REQUIRED WORK:
1 – From the intern profiles, set down the passage word for word, starting at "Sarah Graves ’16" and ending at "and avoid restlessness.".
2 – Answer these questions from the intern profiles:
(a) How many meals did Hope House serve in 2011?
(b) Who is the head of curriculum development at the Tradewinds Education Center?
(c) Which program at the Presbyterian Home gives specified residents access to an iPod Shuffle?

EXTRACT:
#####

COOP Service Interns 2013-2014

Ian Lunn ’17

Site: Upstate Cerebral Palsy Tradewinds Program

I am working with Upstate Cerebral Palsy Tradewinds Education Center at the Chadwicks location under Letty Umidi, the head of curriculum development. As I am a third party in the eyes of the students, I am able to provide a unique perspective. I relay my observations to Mrs. Umidi, and we discuss what course of action will best prepare the students for life after graduation.

Chris Wallace ’17

Site: United Way

I work at the United Way of the Valley and Greater Utica Area, aiding the director of community investment. My internship is very similar to a business internship in that I have my own cubicle with my own computer and desk. At the office I do a lot work on the computer, researching grant-writing software, making spreadsheets on Microsoft Excel, reading and analyzing statistics about the demographics of the people in the area and interpreting data about the local organizations that the United Way funds. I feel this internship will open doors for me in the business world because I get to sit in on important board meetings and meet the directors of other nongovernmental organizations from all over the state of New York.

COOP Service Interns 2012-2013

Emily Goldberg ’16

Site: Hope House

As an intern at Hope House Utica, I have an array of responsibilities, mostly administrative.  Hope House, a meal site for struggling individuals and families in the greater Utica area, served 95,376 meals in 2011 and continues to provide desperately needed relief on a daily basis. I have gained much insight into how soup kitchens run through my work at Hope House. Currently, my main projects are organizing all Hope House documents from the past ten years into a compact, user-friendly online system and creating a community resource guide detailing various resources in Utica for Hope House clients.

Sarah Graves ’16

As an intern at the Presbyterian Home I help to transport residents to activities, facilitate daily activities like fitness and coffee hours, conduct animal visits so that residents can spend time with the building’s dog and bunny, and visit with residents. I have particularly spent a lot of time working with a new program called “Music and Memory” in which specified residents have access to an iPod Shuffle and whatever music they like to evoke fond memories of the past and avoid restlessness.

#####

(Free-text object descriptions)
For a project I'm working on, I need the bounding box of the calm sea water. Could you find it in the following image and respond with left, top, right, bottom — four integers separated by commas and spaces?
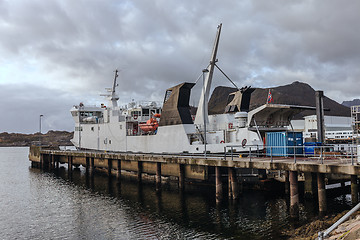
0, 148, 350, 240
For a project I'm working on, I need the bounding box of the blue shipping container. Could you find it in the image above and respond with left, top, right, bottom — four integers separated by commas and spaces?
304, 142, 321, 155
265, 132, 303, 156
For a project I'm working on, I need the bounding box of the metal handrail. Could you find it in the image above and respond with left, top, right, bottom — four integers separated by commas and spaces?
224, 144, 360, 165
318, 203, 360, 240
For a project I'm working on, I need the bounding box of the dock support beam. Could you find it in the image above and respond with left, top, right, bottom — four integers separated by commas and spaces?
215, 167, 222, 203
285, 171, 290, 194
351, 175, 359, 205
317, 173, 327, 213
137, 161, 142, 182
304, 172, 316, 199
228, 167, 239, 200
156, 162, 161, 192
107, 158, 112, 177
89, 157, 95, 176
68, 156, 72, 172
289, 171, 299, 216
179, 164, 185, 190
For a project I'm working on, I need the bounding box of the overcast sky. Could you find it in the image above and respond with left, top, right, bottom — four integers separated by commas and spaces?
0, 0, 360, 133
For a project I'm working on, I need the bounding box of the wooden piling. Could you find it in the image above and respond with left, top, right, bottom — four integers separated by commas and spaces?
107, 158, 112, 177
228, 167, 233, 199
156, 162, 161, 191
137, 161, 142, 182
289, 171, 299, 216
351, 175, 359, 205
51, 154, 55, 169
116, 159, 121, 181
68, 156, 72, 172
215, 167, 223, 203
285, 171, 290, 194
89, 157, 95, 176
228, 168, 239, 199
179, 164, 185, 190
317, 173, 327, 213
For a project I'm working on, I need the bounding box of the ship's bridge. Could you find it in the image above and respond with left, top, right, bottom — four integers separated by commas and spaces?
70, 104, 104, 123
247, 104, 316, 131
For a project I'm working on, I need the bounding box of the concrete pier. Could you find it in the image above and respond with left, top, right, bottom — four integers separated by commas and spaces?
285, 171, 290, 194
179, 164, 185, 190
107, 159, 112, 177
137, 161, 142, 182
156, 163, 161, 191
351, 175, 359, 205
317, 173, 327, 213
215, 167, 223, 203
304, 172, 317, 199
228, 168, 239, 200
68, 156, 73, 171
29, 146, 360, 218
289, 171, 299, 216
116, 159, 121, 182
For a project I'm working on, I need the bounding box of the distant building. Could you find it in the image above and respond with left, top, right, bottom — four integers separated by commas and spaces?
289, 115, 353, 143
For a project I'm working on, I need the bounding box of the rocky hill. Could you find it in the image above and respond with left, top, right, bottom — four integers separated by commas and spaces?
209, 82, 350, 118
0, 131, 74, 147
341, 99, 360, 107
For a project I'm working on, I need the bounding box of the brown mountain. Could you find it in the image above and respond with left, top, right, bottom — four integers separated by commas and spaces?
209, 82, 350, 118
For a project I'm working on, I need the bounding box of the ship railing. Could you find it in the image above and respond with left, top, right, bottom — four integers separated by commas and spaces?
224, 144, 360, 165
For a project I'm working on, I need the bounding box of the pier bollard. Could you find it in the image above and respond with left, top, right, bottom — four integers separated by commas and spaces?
317, 173, 327, 213
179, 164, 185, 190
285, 171, 290, 194
351, 175, 359, 205
137, 161, 142, 182
289, 171, 299, 216
215, 167, 223, 203
156, 162, 161, 192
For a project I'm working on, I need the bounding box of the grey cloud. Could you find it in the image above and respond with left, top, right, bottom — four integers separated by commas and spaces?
0, 0, 360, 133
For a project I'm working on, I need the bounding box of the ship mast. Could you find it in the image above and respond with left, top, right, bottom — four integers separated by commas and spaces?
194, 23, 222, 125
109, 69, 119, 108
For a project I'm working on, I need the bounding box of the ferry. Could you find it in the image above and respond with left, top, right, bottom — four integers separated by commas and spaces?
70, 24, 309, 154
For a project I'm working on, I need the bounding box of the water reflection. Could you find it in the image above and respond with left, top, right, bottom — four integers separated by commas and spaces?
46, 168, 300, 239
0, 147, 351, 239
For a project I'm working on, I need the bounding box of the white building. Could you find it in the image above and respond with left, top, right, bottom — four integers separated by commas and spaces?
289, 115, 353, 140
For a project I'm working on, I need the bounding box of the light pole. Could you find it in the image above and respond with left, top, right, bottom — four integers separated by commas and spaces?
39, 114, 44, 134
203, 69, 209, 158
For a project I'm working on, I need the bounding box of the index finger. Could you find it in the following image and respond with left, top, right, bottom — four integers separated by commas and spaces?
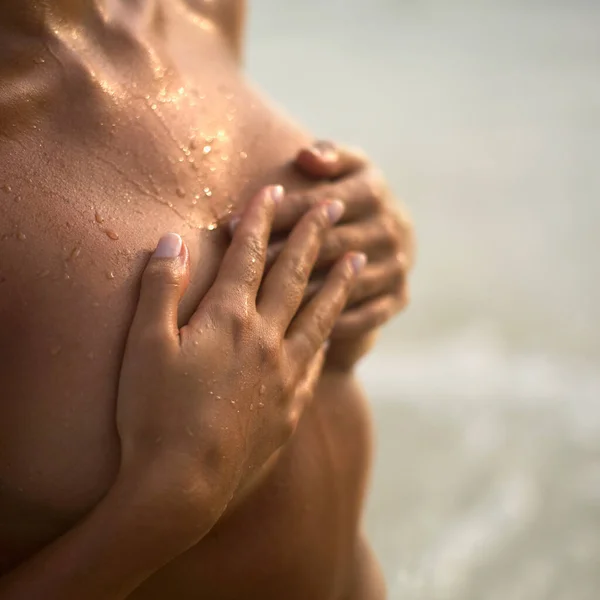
285, 253, 367, 374
273, 170, 383, 233
211, 185, 284, 302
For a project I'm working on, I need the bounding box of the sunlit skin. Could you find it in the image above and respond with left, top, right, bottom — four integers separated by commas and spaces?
0, 0, 412, 600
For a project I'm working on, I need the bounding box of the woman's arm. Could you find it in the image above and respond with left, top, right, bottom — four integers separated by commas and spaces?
0, 188, 364, 600
0, 480, 204, 600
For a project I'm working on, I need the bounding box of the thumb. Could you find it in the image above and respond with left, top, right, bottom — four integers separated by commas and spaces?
296, 141, 368, 179
131, 233, 189, 338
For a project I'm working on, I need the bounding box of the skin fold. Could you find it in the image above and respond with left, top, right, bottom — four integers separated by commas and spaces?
0, 0, 412, 600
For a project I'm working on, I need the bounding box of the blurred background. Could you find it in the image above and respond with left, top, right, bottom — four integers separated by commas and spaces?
248, 0, 600, 600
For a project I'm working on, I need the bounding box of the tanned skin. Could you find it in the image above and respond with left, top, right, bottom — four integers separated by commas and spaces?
0, 0, 411, 600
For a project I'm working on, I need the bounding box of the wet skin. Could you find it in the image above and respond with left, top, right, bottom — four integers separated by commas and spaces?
0, 1, 383, 600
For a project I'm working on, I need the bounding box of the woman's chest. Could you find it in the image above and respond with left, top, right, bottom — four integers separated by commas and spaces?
0, 11, 318, 564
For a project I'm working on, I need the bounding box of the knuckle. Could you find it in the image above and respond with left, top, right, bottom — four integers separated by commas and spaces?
321, 231, 346, 259
142, 261, 181, 288
288, 256, 307, 287
258, 335, 283, 366
243, 234, 264, 261
365, 172, 388, 210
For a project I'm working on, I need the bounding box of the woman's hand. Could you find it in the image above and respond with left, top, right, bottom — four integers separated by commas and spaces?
269, 142, 414, 370
117, 186, 365, 535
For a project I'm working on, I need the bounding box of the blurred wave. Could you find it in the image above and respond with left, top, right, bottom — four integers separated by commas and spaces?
248, 0, 600, 600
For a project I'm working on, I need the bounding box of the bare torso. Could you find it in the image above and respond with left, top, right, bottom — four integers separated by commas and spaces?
0, 0, 380, 600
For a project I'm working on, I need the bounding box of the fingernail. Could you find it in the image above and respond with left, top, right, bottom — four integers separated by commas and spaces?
312, 140, 338, 161
154, 233, 183, 258
269, 185, 285, 204
327, 200, 346, 224
350, 252, 367, 275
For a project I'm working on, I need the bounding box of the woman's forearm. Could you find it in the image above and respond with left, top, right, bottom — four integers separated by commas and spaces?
0, 476, 209, 600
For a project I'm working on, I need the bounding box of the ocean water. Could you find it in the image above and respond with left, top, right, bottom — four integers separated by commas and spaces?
248, 0, 600, 600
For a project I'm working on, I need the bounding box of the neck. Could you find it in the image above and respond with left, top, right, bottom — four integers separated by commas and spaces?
0, 0, 155, 35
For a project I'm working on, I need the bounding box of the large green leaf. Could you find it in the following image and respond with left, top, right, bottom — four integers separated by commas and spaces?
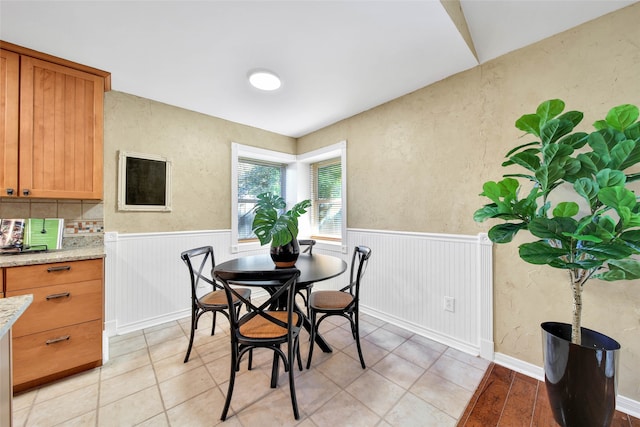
529, 217, 578, 240
558, 132, 589, 150
558, 107, 584, 127
596, 168, 627, 188
553, 202, 580, 217
505, 141, 540, 157
252, 192, 311, 246
580, 242, 636, 261
536, 163, 564, 193
598, 186, 636, 213
536, 99, 564, 123
540, 119, 573, 145
573, 178, 600, 206
624, 122, 640, 142
487, 222, 527, 243
588, 132, 611, 164
542, 144, 573, 163
518, 241, 569, 265
473, 203, 500, 222
618, 139, 640, 170
610, 139, 640, 170
502, 151, 540, 172
516, 114, 540, 137
606, 104, 639, 131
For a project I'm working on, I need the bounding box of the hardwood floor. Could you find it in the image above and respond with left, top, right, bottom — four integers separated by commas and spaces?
458, 363, 640, 427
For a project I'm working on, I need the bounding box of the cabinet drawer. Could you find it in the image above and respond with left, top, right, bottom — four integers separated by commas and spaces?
12, 320, 102, 386
6, 259, 103, 292
7, 280, 102, 337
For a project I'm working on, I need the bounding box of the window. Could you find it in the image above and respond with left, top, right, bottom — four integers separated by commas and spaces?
238, 159, 286, 241
231, 141, 347, 253
310, 158, 342, 240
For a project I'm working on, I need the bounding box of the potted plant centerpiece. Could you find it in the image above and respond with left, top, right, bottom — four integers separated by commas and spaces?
474, 99, 640, 426
251, 192, 311, 267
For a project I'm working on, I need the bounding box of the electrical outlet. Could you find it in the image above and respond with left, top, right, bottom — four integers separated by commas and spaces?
444, 297, 456, 312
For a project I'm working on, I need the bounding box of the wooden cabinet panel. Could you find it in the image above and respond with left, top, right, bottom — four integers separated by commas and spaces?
4, 258, 104, 391
13, 320, 102, 386
6, 259, 104, 292
7, 280, 102, 337
0, 50, 20, 196
19, 56, 104, 199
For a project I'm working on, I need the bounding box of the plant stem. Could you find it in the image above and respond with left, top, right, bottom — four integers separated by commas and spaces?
569, 271, 588, 345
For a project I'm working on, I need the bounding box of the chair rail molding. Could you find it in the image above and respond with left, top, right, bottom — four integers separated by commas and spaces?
105, 229, 494, 360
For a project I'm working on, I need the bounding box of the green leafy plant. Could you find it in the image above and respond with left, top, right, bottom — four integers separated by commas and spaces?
251, 192, 311, 246
474, 99, 640, 344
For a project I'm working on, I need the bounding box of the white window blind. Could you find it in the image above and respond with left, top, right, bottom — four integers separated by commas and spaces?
238, 158, 286, 240
310, 158, 342, 239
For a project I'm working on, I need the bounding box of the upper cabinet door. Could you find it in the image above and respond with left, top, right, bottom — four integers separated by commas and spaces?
0, 50, 20, 197
19, 56, 104, 199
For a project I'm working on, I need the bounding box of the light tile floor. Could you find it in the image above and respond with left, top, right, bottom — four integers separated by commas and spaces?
14, 315, 489, 427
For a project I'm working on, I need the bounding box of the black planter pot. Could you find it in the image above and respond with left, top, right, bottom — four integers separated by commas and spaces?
540, 322, 620, 427
270, 237, 300, 268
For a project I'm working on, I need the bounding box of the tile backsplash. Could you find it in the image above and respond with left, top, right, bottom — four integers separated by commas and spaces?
0, 198, 104, 248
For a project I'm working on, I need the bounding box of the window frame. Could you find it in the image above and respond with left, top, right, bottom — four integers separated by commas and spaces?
231, 140, 347, 253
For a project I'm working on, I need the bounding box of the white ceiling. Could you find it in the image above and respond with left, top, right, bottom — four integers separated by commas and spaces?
0, 0, 636, 137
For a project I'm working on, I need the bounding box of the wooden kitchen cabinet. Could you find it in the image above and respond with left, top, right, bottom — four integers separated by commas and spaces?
5, 259, 104, 391
0, 42, 110, 200
0, 49, 20, 196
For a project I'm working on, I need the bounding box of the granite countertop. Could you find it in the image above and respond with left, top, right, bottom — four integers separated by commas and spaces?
0, 246, 105, 267
0, 294, 33, 338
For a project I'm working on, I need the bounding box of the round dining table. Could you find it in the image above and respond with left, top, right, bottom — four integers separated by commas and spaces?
213, 253, 347, 353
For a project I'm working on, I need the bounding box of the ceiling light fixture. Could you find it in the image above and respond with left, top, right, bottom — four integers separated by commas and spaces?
249, 70, 282, 91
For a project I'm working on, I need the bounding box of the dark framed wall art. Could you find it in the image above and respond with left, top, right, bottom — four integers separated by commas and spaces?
118, 151, 171, 212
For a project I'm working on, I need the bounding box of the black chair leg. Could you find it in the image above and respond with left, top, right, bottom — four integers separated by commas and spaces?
307, 310, 317, 369
211, 311, 218, 336
287, 339, 300, 420
184, 309, 196, 363
352, 313, 367, 369
291, 340, 302, 372
220, 349, 238, 421
271, 351, 279, 388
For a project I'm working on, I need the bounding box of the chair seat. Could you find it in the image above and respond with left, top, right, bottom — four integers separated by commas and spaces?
309, 291, 353, 310
240, 311, 299, 338
200, 288, 251, 307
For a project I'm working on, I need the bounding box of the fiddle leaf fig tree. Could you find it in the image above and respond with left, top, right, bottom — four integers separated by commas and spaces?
474, 99, 640, 344
251, 192, 311, 246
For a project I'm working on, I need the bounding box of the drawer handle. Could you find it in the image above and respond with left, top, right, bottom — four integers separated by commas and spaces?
47, 292, 71, 301
47, 265, 71, 273
45, 335, 71, 345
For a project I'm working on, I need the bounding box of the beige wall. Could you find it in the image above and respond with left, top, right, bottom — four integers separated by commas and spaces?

#####

RESPONSES TO THE EXERCISE:
1 –
Sarah Graves ’16

As an intern at the Presbyterian Home I help to transport residents to activities, facilitate daily activities like fitness and coffee hours, conduct animal visits so that residents can spend time with the building’s dog and bunny, and visit with residents. I have particularly spent a lot of time working with a new program called “Music and Memory” in which specified residents have access to an iPod Shuffle and whatever music they like to evoke fond memories of the past and avoid restlessness.

2 –
(a) 95,376 meals
(b) Letty Umidi
(c) "Music and Memory"